EXERCISE INPUT:
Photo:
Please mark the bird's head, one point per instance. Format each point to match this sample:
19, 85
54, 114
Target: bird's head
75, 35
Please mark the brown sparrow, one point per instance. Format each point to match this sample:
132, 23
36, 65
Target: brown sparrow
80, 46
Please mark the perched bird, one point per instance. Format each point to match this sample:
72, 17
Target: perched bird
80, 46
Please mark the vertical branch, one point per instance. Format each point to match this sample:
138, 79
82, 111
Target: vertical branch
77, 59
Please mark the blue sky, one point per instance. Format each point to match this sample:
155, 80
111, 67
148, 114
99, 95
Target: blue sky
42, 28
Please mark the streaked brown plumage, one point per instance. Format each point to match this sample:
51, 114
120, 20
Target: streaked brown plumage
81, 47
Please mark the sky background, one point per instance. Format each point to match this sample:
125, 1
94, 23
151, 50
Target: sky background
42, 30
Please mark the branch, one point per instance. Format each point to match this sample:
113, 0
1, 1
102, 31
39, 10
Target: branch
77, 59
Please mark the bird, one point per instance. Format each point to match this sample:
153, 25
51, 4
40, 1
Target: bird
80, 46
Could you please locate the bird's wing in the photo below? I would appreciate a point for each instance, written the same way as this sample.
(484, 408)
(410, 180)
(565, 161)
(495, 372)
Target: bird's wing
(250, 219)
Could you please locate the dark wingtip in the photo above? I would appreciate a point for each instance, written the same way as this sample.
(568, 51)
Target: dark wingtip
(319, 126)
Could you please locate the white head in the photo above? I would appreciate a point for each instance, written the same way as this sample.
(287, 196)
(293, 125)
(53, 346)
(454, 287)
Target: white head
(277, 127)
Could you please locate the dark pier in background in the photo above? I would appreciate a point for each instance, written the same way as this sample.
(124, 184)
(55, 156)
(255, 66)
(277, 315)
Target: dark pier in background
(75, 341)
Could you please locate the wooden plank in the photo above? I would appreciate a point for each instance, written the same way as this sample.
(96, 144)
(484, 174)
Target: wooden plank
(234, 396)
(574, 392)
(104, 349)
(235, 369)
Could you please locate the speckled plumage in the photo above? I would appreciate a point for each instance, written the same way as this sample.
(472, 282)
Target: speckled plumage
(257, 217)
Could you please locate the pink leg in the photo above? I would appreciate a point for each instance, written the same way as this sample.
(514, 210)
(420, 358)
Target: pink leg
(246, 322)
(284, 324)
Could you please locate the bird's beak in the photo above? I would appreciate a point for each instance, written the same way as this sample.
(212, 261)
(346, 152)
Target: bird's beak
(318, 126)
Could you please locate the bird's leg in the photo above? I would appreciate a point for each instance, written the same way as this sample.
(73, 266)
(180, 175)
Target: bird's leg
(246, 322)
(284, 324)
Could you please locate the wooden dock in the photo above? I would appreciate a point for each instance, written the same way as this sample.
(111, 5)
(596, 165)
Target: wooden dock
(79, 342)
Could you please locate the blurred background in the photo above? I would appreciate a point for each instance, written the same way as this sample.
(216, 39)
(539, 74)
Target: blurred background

TASK:
Copy everything from the line containing "Could you please locate the white" down to the end of the material, requests included. Multiply each answer coordinate by 1.25 and round to whole numbers, with halves rounded up, but leave the requests and their sample points unchanged.

TASK SOLUTION:
Could you please locate the white head in the photo above? I would appreciate a point for each instance, written the same way as this sample.
(287, 196)
(293, 125)
(53, 346)
(454, 287)
Target: white head
(346, 159)
Could you please locate the dark pier in background in the photo above? I would appreciate a point for each instance, written the same way as this sample.
(124, 184)
(55, 156)
(255, 66)
(277, 315)
Target: dark pier in background
(94, 426)
Could you please locate the wooden plank in the photo above? I would appreciate a point for each instance, written the same way as this sample.
(96, 144)
(484, 174)
Target: wooden plank
(293, 495)
(718, 490)
(130, 436)
(294, 461)
Could you please locate the speckled plumage in the photo above? I would appreciate a point for each instance, written the same way as this sample.
(472, 282)
Target: speckled plumage
(321, 271)
Could you please locate the pink leg in the photo above? I would appreciate a point for each instance, written the same way as this sample.
(514, 210)
(420, 358)
Target: pink leg
(308, 403)
(355, 405)
Could you please locate the bird's beak in the photo above? I would appreciate a point for each instance, written the same way as this sample.
(212, 261)
(346, 152)
Target: bird's beak
(398, 158)
Could you please locate the bird's leg in the photo above? I would appreciate a point for each instance, written the same way as this sample.
(73, 266)
(180, 175)
Target: bird's leg
(308, 403)
(355, 405)
Could you please locate the wooden dock in the photo above? I would appreciate a point for each instance, written the same way as this sample.
(111, 5)
(596, 165)
Target: wooden dock
(99, 428)
Could you please locate the blurred background in the photo above? I would appreciate a point for each instance, written the same way as this sample.
(216, 39)
(539, 74)
Target: blurred background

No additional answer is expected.